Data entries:
----------------------------------------
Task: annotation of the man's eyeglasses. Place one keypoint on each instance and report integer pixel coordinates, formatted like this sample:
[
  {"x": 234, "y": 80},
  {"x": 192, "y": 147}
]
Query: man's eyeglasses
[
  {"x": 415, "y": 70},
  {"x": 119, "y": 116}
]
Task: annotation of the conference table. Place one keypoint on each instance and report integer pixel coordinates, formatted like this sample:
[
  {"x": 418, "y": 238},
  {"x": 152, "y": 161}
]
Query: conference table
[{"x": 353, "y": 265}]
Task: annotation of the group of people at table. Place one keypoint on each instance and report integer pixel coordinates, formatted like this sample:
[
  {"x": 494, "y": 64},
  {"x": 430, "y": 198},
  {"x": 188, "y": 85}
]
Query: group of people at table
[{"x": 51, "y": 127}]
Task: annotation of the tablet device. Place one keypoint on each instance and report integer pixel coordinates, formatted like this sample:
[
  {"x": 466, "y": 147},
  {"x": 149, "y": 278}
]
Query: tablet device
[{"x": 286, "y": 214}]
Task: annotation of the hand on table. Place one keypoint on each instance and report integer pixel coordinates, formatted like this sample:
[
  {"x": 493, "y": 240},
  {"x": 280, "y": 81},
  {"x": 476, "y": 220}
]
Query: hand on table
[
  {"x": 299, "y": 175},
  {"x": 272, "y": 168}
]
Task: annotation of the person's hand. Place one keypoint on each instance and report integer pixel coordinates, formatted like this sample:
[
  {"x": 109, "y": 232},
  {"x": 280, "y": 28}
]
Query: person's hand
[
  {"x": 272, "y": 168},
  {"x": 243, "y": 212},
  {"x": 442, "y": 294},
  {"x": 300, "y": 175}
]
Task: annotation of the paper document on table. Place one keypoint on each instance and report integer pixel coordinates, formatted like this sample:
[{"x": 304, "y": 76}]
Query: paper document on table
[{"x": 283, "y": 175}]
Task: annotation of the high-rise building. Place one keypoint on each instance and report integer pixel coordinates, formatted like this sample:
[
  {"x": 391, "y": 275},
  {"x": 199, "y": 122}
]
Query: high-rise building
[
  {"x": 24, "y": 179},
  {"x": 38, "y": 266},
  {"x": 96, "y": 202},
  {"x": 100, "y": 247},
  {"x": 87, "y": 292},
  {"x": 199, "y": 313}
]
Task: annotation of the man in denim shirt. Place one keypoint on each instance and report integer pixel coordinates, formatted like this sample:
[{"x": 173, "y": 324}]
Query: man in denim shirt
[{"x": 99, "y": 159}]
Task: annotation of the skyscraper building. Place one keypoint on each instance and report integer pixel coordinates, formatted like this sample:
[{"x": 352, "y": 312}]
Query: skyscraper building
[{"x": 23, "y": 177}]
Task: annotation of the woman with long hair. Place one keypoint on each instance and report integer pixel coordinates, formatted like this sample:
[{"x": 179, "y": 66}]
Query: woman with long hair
----------------------------------------
:: WORK INSTRUCTIONS ::
Search the data for "long". Copy every line that has it.

:: EXERCISE ANSWER ::
Task: annotation of the woman with long hair. Place one keypoint on each instance and report integer pixel coordinates, formatted like this sample:
Query: woman with long hair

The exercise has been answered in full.